_Task prompt_
The full data must be written out exactly, with every line included.

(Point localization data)
○ ○ ○

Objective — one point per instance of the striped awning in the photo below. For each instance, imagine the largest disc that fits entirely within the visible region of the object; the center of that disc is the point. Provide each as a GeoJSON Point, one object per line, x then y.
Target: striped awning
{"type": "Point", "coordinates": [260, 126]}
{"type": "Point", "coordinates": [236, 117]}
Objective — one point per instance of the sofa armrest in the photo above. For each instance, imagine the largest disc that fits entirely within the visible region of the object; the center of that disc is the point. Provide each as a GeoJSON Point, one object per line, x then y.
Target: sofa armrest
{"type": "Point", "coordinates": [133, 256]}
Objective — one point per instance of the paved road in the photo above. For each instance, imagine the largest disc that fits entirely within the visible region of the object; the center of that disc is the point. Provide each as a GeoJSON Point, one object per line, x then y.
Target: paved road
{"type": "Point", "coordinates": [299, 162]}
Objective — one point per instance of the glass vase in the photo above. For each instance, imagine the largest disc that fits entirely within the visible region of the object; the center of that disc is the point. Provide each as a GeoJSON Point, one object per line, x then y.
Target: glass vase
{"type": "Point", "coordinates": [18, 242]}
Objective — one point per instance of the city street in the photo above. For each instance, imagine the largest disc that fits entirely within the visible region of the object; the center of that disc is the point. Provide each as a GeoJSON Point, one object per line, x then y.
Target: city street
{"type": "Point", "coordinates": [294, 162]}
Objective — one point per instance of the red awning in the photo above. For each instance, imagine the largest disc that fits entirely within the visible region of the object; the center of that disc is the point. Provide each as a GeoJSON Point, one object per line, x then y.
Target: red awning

○ ○ ○

_Worked solution_
Objective — one point per instance of the striped awning in the photo below. For each instance, imagine the largest disc that fits entirely within the visible region of the object; the center of that disc is the point. Provide each as a GeoJSON Point, one object per line, x then y.
Target: striped awning
{"type": "Point", "coordinates": [260, 126]}
{"type": "Point", "coordinates": [236, 117]}
Objective — one point per instance of the sofa armrest in the photo above. For each instance, imagine the largest disc that fits entirely within the visible region of the object; the center of that disc is the point. Provide each as a GeoJSON Point, one object per line, x then y.
Target: sofa armrest
{"type": "Point", "coordinates": [133, 256]}
Objective — one point per instance of the paved road in the photo above. For each instance, imagine the largest disc that fits entirely within the visible region of the object; the center of that disc is the point. Provide each as a GeoJSON Point, one object per line, x then y.
Target: paved road
{"type": "Point", "coordinates": [299, 162]}
Objective — one point per instance of the glass vase in the photo above. For each instance, imagine the largest disc that fits entirely within the visible region of the object; the center of that disc is the point. Provide each as a GeoJSON Point, one object per line, x then y.
Target: glass vase
{"type": "Point", "coordinates": [18, 242]}
Objective — one point per instance of the city street in the photo above. For each instance, imagine the largest disc that fits entirely within the visible region of the object; the center of that disc is the point. Provide each as a GeoJSON Point, one object per line, x then y.
Target: city street
{"type": "Point", "coordinates": [294, 162]}
Objective — one point per instance of the red awning in the photo above. For each instance, imagine the largest disc that fits entirely within the visible region of the object; the center of that disc is the point. Provide each as a GeoJSON Point, one object per line, x then y.
Target: red awning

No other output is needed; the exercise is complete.